§ PROVIDED TEXT:
|---|

In short

The most powerful single fact about determinants is that \det(AB) = \det(A) \cdot \det(B). This means you can compute the determinant of a product without ever computing the product matrix. The same rule, run in reverse, lets you "multiply" two determinants by building a suitable matrix product — a technique that turns difficult determinant evaluations into mechanical row-by-column arithmetic.

Here is a puzzle. Take two 2 \times 2 matrices:

A = \begin{pmatrix} 3 & 1 \\ 2 & 4 \end{pmatrix}, \quad B = \begin{pmatrix} 5 & 0 \\ 1 & 2 \end{pmatrix}

Compute \det(A) = 12 - 2 = 10. Compute \det(B) = 10 - 0 = 10. Now multiply them:

AB = \begin{pmatrix} 16 & 2 \\ 14 & 8 \end{pmatrix}

Compute \det(AB) = 128 - 28 = 100.

Look at the three numbers: \det(A) = 10, \det(B) = 10, \det(AB) = 100. The determinant of the product is the product of the determinants: 100 = 10 \times 10.

Coincidence? Try any other pair of matrices. It always works. This is the product rule for determinants, and it is one of the most important theorems in linear algebra.

The theorem

Product rule for determinants

For any two n \times n matrices A and B:

\det(AB) = \det(A) \cdot \det(B)

The rule says: the determinant is multiplicative. It converts a matrix product (a complicated operation) into a number product (the simplest operation in arithmetic). It applies to matrices of every size — 2 \times 2, 3 \times 3, 100 \times 100.

The proof for the 2 \times 2 case

The cleanest way to see why the rule works is to verify it directly for 2 \times 2 matrices, then understand the structure well enough to believe the general case.

Let A = \begin{pmatrix} a & b \\ c & d \end{pmatrix} and B = \begin{pmatrix} p & q \\ r & s \end{pmatrix}.

Step 1. Compute AB:

AB = \begin{pmatrix} ap + br & aq + bs \\ cp + dr & cq + ds \end{pmatrix}

Why: standard row-by-column multiplication. Entry (i, j) of AB is the dot product of row i of A with column j of B.

Step 2. Compute \det(AB):

\det(AB) = (ap + br)(cq + ds) - (aq + bs)(cp + dr)

Step 3. Expand both products:

(ap + br)(cq + ds) = apcq + apds + brcq + brds
(aq + bs)(cp + dr) = aqcp + aqdr + bscp + bsdr

Step 4. Subtract:

\det(AB) = apcq + apds + brcq + brds - aqcp - aqdr - bscp - bsdr

Why: just expanding the brackets and subtracting term by term. Some terms will cancel.

Step 5. Cancel and regroup. The terms apcq and aqcp are the same, so they cancel. Similarly brds and bsdr cancel. What remains:

\det(AB) = apds - aqdr + brcq - bscp

Factor this as:

= (ad - bc)(ps - qr)

|---|

§ REQUIREMENTS:
a - From the page on the determinant product rule, copy everything from "The rule says: the" down to "the general case.".
b - In the page on the determinant product rule, what value does the opening example give for the determinant of AB?

|---|

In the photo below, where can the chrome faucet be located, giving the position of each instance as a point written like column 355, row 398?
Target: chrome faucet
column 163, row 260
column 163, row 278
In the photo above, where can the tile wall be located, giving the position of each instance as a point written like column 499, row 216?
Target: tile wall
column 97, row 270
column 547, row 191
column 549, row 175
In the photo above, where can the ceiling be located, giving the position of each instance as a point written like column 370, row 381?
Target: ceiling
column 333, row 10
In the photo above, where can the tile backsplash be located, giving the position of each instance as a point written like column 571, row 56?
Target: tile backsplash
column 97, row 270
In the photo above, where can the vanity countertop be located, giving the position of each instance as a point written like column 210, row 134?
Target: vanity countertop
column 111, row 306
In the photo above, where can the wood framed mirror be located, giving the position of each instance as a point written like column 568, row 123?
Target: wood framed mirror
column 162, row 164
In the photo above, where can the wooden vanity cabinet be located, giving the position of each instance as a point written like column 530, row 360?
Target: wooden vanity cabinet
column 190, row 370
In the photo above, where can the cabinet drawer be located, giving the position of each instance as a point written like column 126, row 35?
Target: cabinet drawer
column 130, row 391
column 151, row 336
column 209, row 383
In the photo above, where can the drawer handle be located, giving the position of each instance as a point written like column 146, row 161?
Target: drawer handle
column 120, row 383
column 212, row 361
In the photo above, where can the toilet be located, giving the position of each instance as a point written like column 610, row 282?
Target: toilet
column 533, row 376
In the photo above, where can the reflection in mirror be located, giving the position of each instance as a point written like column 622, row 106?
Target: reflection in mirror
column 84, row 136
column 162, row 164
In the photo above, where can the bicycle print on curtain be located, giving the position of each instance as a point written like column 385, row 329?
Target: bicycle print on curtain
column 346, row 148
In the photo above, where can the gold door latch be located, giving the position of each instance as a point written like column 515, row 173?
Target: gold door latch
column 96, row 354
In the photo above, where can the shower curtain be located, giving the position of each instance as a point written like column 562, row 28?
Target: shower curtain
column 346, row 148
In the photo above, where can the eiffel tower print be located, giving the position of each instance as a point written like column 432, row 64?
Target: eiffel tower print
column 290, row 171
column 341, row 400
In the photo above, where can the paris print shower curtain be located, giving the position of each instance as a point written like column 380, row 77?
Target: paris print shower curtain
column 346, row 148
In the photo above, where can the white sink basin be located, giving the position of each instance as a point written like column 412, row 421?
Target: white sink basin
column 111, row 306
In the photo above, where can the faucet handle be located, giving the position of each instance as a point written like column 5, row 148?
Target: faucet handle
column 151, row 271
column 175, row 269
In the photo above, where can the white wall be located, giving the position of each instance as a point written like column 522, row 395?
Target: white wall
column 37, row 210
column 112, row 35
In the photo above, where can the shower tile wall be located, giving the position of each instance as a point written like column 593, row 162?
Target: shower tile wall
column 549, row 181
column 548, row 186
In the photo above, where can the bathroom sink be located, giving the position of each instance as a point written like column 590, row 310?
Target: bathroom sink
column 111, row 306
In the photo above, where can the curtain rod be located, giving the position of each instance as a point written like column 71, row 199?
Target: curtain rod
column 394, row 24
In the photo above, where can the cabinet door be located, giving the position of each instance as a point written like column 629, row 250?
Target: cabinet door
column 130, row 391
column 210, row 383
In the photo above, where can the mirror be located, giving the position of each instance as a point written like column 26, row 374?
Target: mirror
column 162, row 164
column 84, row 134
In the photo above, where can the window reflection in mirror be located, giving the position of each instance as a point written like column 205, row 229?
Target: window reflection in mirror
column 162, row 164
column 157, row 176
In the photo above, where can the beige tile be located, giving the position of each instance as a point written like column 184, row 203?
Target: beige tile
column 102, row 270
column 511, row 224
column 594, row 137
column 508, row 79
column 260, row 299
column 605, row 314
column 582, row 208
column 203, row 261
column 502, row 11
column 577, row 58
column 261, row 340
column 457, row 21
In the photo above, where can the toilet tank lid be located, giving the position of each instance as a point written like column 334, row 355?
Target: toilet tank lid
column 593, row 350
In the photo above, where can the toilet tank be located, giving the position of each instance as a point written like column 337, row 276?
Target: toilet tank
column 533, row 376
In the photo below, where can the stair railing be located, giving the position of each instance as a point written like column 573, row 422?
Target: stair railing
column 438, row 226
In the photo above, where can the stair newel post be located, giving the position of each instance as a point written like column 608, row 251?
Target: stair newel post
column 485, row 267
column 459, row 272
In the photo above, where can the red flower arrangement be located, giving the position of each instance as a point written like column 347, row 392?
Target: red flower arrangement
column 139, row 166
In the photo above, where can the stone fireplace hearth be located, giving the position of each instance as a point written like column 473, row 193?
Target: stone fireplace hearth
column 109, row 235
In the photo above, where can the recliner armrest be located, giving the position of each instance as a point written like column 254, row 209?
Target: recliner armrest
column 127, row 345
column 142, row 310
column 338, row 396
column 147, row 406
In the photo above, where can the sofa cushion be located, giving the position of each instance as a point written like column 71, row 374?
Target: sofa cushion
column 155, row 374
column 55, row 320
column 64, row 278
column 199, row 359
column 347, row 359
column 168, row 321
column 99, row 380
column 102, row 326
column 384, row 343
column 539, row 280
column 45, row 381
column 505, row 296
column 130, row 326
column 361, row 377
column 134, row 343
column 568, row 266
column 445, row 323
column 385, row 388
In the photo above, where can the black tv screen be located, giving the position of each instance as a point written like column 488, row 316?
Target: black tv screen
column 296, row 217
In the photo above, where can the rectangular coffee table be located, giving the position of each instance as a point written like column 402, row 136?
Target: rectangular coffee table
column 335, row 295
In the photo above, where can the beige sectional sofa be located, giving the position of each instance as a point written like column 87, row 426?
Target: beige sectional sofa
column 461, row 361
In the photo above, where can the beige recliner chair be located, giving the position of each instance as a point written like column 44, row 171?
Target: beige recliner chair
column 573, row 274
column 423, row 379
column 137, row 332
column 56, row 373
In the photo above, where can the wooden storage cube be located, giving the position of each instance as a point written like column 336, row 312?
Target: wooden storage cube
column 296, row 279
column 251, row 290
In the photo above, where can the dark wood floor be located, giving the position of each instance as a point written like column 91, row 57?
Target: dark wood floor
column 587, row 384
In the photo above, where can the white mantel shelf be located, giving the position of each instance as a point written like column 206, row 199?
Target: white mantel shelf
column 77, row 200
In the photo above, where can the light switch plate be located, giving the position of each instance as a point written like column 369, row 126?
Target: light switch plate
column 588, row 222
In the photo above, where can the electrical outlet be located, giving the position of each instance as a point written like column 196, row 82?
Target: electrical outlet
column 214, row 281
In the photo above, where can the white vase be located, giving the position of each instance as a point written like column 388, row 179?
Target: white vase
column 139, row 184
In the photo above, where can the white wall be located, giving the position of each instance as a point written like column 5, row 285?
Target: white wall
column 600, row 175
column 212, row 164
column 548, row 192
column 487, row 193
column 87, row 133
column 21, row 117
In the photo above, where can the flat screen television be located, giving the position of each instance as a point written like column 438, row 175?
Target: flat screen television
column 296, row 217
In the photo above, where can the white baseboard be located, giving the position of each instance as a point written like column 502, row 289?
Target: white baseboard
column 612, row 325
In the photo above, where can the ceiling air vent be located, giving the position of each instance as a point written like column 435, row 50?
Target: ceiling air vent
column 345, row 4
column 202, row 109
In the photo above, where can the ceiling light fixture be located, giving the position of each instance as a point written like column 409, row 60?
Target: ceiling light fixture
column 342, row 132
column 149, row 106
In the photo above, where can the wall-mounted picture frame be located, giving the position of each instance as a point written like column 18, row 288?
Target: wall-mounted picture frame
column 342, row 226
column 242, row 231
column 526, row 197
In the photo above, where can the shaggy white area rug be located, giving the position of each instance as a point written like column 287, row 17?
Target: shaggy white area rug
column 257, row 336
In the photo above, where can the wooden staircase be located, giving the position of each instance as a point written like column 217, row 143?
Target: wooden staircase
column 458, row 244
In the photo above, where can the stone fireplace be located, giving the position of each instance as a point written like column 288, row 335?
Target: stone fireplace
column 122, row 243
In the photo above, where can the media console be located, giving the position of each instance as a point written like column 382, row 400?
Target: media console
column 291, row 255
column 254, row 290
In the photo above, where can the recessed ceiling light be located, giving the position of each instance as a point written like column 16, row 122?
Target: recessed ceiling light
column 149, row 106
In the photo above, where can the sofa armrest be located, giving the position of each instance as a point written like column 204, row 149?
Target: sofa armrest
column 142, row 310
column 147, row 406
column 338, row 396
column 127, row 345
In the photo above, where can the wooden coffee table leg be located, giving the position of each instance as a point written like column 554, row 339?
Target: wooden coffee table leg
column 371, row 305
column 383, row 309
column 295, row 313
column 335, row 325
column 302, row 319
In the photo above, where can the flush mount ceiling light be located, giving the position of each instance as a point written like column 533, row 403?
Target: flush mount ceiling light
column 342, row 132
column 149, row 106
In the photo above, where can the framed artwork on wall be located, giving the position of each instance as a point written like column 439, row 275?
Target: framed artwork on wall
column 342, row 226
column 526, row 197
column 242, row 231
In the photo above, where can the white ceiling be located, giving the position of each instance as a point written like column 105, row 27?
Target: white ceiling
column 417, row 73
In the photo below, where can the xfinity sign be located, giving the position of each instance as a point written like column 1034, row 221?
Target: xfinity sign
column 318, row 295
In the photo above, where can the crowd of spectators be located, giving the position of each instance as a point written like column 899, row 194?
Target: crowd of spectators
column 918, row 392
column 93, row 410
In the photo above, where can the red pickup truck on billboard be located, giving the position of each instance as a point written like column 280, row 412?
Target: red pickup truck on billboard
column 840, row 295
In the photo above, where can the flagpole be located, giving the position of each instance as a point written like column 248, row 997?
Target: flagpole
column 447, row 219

|---|

§ REPLIES:
a -
The rule says: the determinant is multiplicative. It converts a matrix product (a complicated operation) into a number product (the simplest operation in arithmetic). It applies to matrices of every size — 2 \times 2, 3 \times 3, 100 \times 100.

The proof for the 2 \times 2 case

The cleanest way to see why the rule works is to verify it directly for 2 \times 2 matrices, then understand the structure well enough to believe the general case.

b - The determinant of AB is 100.